PROBLEM:
Search the data for the string "wheel", and report each line where it is found.

EXERCISE INPUTS:
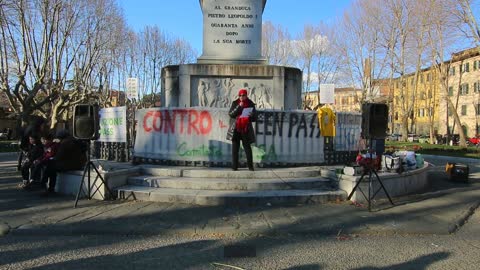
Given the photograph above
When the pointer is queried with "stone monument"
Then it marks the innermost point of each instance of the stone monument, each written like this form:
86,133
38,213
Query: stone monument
232,32
231,60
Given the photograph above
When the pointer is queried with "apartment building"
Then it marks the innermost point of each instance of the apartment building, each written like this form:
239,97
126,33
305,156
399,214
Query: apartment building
422,95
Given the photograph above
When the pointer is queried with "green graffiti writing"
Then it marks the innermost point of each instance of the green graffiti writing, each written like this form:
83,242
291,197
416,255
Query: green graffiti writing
184,151
111,121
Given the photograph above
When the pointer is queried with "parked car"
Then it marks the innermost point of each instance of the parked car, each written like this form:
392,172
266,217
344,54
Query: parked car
394,137
452,139
424,139
474,140
412,137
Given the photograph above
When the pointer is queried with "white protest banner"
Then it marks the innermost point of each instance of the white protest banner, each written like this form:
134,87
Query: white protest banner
327,93
113,124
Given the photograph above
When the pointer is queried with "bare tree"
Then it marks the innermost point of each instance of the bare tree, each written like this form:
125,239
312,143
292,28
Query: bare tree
361,42
276,44
51,53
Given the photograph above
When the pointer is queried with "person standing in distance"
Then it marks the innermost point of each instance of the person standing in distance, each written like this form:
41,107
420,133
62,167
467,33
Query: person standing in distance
241,128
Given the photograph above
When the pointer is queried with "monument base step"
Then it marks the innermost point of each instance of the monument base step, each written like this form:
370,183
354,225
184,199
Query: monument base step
232,184
229,197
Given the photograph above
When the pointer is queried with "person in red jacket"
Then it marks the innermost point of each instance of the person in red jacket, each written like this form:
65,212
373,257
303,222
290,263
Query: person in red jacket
34,152
46,162
241,128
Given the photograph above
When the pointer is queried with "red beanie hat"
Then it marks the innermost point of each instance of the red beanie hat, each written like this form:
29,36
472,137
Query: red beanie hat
242,92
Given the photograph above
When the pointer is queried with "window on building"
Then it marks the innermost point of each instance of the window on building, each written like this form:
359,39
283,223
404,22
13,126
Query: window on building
464,89
464,68
476,64
476,86
451,71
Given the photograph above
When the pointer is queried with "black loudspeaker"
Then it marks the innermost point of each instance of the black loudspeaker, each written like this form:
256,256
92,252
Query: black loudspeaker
85,122
374,120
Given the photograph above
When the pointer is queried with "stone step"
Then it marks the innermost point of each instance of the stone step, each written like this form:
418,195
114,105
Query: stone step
230,183
228,197
243,173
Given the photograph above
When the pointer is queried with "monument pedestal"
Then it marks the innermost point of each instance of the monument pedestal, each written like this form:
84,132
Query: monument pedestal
217,85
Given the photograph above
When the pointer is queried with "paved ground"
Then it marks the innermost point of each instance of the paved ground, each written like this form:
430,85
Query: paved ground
441,210
47,233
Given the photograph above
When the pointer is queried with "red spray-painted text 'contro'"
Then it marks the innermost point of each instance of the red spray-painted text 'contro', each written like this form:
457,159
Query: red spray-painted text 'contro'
190,122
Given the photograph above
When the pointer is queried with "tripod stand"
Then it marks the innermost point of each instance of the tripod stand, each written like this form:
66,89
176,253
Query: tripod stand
86,172
370,170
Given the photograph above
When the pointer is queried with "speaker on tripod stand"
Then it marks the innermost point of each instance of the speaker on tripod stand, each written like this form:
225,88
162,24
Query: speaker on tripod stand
374,130
86,128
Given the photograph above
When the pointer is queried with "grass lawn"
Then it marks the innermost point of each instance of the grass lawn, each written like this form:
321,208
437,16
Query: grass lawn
435,149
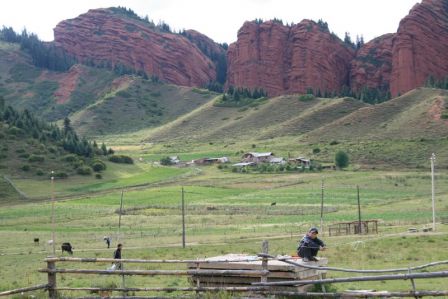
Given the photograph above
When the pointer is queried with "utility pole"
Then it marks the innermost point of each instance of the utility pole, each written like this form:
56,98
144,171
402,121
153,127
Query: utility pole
119,216
359,212
52,214
322,207
433,158
183,219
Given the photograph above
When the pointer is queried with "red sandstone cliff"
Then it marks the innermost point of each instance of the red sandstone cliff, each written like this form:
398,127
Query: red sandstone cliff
288,59
372,65
420,47
103,36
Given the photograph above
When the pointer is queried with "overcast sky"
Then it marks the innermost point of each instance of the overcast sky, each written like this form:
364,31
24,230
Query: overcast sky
220,20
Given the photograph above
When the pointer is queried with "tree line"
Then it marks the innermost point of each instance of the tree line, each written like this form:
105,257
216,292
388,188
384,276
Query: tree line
25,123
45,55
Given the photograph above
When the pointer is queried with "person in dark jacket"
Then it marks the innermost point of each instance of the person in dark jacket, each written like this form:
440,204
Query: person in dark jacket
310,245
117,256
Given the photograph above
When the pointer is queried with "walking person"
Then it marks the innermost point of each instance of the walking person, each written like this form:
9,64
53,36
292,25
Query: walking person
117,256
107,239
310,245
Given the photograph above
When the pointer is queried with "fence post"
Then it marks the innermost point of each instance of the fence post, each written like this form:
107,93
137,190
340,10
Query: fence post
52,293
264,262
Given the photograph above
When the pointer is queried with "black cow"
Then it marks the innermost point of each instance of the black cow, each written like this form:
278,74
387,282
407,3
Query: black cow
67,247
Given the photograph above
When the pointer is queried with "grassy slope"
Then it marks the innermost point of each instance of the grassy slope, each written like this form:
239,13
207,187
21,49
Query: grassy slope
406,117
136,104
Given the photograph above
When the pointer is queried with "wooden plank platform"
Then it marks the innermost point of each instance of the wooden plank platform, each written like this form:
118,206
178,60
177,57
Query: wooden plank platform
278,270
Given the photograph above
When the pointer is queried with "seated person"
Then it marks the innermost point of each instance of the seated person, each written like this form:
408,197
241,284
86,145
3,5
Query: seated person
310,245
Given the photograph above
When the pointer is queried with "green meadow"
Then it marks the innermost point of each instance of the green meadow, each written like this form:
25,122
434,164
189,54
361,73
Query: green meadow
226,212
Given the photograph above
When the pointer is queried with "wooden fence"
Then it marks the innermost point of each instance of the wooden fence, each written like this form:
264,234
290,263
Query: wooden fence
261,288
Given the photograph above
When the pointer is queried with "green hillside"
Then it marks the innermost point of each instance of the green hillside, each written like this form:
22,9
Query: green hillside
98,101
134,103
414,115
129,109
417,114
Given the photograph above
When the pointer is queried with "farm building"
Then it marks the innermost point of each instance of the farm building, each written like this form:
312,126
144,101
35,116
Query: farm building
279,160
300,161
244,164
257,157
205,161
174,159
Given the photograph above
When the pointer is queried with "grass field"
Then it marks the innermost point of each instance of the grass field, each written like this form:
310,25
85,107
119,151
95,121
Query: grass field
225,213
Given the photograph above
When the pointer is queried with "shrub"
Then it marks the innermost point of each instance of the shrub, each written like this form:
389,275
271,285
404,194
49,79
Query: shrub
166,161
121,159
84,170
36,158
98,165
341,159
15,131
306,97
60,175
70,158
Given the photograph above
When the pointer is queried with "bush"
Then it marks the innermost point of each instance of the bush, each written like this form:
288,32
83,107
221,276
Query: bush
166,161
15,131
306,97
36,158
98,165
70,158
341,159
60,175
121,159
84,170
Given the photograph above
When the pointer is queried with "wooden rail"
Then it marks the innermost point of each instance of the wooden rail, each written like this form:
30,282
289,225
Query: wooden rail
24,290
262,287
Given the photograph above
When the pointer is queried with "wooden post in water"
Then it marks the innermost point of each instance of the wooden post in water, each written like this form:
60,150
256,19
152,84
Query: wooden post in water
183,219
119,216
322,208
52,293
264,262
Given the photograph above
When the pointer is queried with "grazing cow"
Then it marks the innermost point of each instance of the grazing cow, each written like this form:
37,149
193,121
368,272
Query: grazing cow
67,247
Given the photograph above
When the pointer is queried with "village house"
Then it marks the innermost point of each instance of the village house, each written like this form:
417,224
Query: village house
277,160
174,159
301,161
206,161
257,157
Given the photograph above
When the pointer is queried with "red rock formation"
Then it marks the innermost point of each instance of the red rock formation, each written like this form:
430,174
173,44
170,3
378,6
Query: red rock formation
104,36
288,59
205,44
372,65
420,48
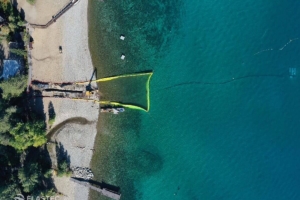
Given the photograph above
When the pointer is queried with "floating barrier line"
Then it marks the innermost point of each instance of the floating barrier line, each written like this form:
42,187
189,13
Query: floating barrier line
131,106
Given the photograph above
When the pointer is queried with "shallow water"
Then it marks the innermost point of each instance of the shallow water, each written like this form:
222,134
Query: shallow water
224,119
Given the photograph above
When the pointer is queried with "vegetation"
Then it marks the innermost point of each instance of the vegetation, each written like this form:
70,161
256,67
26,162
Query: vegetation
51,114
25,164
63,169
32,2
13,21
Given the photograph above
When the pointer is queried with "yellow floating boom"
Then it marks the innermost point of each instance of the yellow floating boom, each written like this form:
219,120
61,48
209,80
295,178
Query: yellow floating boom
121,104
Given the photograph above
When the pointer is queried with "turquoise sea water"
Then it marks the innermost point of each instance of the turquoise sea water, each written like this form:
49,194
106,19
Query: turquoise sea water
224,117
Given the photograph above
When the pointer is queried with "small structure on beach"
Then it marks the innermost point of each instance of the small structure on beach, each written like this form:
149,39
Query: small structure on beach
2,20
30,45
82,172
292,72
10,68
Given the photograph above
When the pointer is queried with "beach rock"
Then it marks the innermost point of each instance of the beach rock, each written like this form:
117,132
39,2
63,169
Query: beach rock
82,172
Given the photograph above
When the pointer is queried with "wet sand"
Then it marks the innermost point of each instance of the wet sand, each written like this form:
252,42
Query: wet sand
74,64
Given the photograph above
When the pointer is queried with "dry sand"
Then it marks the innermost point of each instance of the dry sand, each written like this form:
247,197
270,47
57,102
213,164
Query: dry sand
74,64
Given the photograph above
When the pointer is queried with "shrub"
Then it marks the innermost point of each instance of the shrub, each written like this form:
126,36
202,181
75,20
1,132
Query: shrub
32,2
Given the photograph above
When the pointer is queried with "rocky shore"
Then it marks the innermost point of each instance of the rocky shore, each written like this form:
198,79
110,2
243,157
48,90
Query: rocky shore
72,64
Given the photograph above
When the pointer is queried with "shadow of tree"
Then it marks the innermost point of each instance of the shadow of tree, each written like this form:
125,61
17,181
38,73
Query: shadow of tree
42,158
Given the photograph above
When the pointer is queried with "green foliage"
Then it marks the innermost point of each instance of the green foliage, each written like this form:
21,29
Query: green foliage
32,2
28,177
28,134
12,26
5,124
14,20
51,121
19,52
48,173
26,37
13,87
5,30
9,191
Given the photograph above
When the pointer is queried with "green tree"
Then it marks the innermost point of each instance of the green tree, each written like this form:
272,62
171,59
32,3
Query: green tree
9,190
32,2
28,134
5,30
63,169
29,177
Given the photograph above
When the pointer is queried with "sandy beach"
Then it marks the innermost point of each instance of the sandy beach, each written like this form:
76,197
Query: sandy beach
74,64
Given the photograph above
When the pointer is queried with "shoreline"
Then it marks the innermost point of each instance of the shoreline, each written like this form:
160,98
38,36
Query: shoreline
74,64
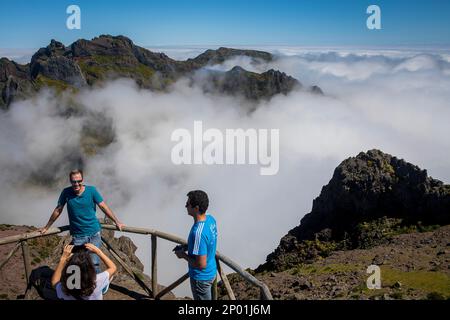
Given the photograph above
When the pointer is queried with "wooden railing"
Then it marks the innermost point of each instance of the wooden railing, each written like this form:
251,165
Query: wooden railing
21,241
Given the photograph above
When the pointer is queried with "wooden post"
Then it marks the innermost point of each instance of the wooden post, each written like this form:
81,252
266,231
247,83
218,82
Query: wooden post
26,261
10,255
214,289
126,267
154,267
225,281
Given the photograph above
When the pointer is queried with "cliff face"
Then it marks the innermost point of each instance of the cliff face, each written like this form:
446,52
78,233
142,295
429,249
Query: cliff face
87,62
368,193
376,210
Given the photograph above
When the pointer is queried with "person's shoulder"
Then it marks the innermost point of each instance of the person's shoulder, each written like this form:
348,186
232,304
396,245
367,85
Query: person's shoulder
102,276
67,189
91,189
210,218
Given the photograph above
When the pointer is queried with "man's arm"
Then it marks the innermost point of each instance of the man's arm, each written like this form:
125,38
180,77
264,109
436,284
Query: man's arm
55,215
67,253
104,207
198,262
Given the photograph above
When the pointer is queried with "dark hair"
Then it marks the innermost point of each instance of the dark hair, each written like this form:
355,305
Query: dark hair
76,171
81,258
198,198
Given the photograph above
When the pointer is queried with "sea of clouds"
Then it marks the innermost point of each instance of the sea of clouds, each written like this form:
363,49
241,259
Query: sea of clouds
396,100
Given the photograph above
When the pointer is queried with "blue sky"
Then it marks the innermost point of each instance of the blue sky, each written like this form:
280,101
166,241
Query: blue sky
31,24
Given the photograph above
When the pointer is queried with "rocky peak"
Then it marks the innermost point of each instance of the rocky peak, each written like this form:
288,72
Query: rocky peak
86,62
367,189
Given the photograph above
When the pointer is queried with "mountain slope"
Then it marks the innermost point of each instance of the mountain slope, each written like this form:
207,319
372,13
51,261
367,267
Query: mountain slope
376,209
90,62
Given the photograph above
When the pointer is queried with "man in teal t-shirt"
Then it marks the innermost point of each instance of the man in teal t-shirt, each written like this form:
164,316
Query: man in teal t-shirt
201,250
81,203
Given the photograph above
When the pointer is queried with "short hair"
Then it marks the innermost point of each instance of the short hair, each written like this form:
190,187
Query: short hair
82,259
198,198
76,171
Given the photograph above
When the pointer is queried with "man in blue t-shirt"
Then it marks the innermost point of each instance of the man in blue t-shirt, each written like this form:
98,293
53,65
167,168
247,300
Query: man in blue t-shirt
81,203
202,241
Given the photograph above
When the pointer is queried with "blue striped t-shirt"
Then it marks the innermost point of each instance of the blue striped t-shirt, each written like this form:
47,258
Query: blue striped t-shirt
202,241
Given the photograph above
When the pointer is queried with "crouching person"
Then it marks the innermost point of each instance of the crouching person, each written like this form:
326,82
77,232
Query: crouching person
75,277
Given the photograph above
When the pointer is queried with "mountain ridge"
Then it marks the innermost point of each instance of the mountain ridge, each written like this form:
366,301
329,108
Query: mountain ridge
88,62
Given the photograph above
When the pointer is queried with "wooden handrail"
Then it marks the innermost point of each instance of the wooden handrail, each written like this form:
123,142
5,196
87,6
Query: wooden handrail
264,290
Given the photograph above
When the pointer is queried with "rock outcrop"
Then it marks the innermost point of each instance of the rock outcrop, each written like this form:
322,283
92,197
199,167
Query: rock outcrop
105,57
376,210
370,192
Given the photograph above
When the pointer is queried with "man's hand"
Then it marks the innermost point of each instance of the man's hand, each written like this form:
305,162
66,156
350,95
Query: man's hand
119,225
91,247
180,254
67,253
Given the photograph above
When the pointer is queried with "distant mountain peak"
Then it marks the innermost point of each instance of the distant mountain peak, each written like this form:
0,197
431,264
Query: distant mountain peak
86,62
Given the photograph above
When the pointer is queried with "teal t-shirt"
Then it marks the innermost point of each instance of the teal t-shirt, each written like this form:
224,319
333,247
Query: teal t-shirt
82,210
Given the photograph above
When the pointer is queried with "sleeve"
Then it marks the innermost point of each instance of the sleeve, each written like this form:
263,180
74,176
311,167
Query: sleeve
62,199
102,280
59,292
96,196
200,243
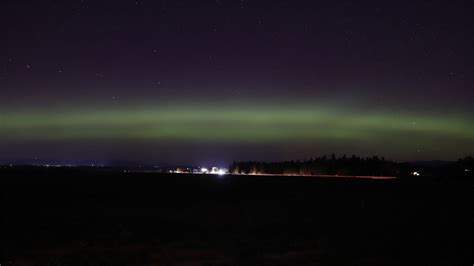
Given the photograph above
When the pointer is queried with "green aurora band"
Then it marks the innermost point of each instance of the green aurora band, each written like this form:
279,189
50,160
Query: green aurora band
245,124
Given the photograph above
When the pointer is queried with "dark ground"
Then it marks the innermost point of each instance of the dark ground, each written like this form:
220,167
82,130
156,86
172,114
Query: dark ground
86,217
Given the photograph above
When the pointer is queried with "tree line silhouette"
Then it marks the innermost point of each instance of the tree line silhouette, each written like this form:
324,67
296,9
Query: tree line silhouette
344,165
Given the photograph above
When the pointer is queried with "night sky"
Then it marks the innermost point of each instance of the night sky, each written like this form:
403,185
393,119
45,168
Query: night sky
208,82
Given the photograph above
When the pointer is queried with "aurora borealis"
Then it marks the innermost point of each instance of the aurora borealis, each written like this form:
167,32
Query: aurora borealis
362,132
216,81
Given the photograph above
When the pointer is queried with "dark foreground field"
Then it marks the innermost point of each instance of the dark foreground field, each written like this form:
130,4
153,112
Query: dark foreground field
85,217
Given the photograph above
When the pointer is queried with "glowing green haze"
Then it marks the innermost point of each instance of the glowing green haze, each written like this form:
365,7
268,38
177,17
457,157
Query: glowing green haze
247,125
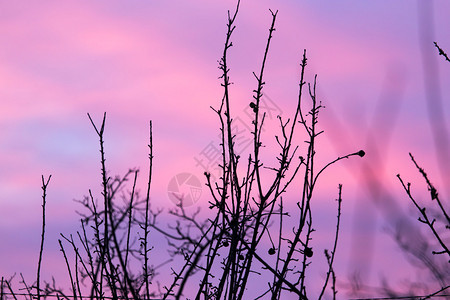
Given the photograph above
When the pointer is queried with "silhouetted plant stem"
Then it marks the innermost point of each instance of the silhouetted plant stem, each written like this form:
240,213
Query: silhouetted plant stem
425,219
145,227
441,52
330,259
72,283
104,250
44,201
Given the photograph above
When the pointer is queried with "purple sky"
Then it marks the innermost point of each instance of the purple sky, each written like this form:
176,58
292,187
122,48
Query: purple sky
142,61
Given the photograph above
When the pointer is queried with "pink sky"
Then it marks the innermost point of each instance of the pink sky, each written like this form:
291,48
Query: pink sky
142,61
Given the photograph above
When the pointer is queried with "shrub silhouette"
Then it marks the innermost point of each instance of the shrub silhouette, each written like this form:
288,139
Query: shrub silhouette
223,253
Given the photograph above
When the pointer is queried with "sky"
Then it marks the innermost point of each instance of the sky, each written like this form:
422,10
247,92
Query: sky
384,87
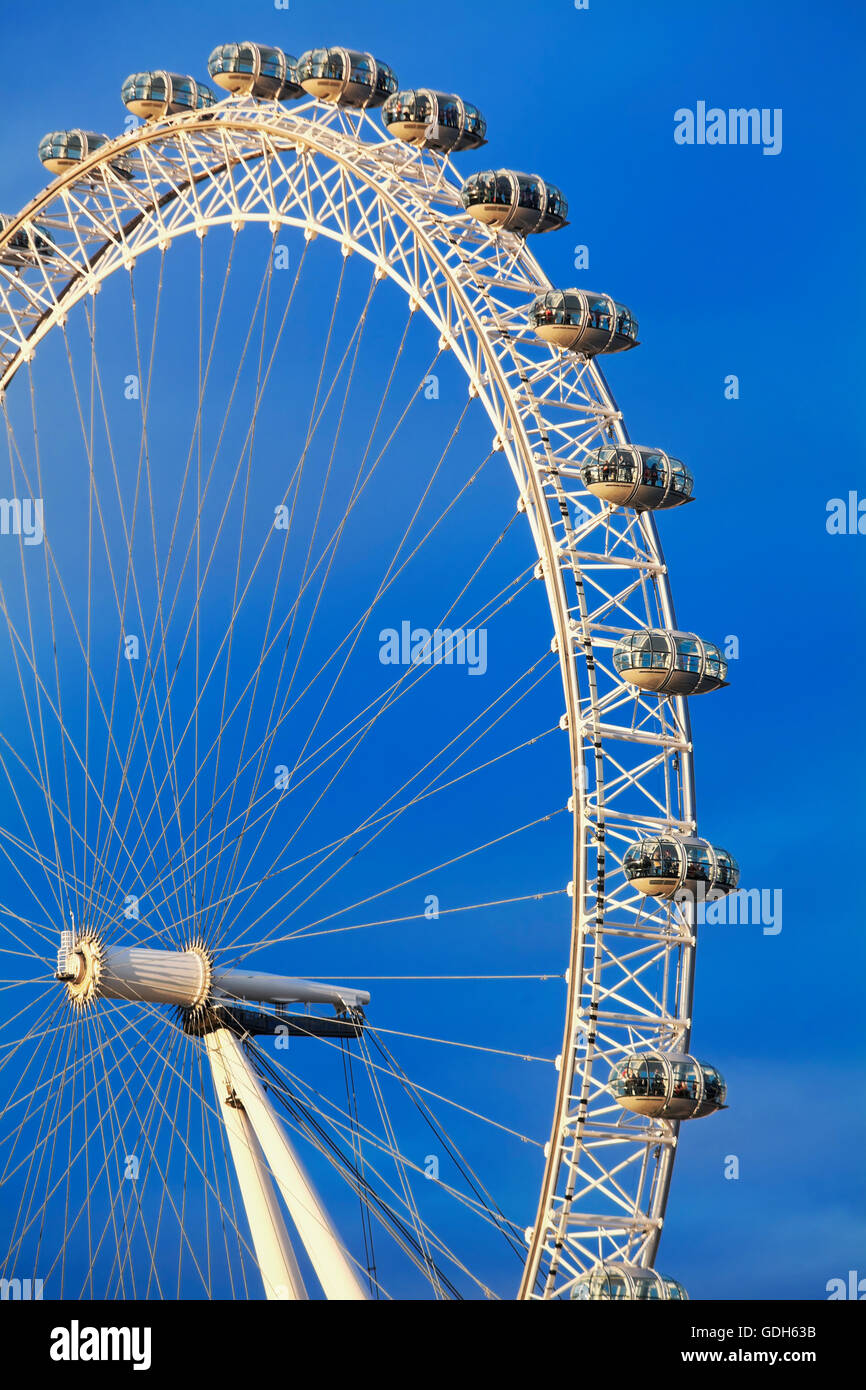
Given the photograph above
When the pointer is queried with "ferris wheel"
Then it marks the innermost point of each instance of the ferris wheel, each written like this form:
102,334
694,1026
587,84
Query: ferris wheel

YOUR RESPONSE:
When the pointer is queried with "ferris wheel"
Then it marks the innermost point of each instance of the ferris wheel, each written like this form:
Query: ferris wheel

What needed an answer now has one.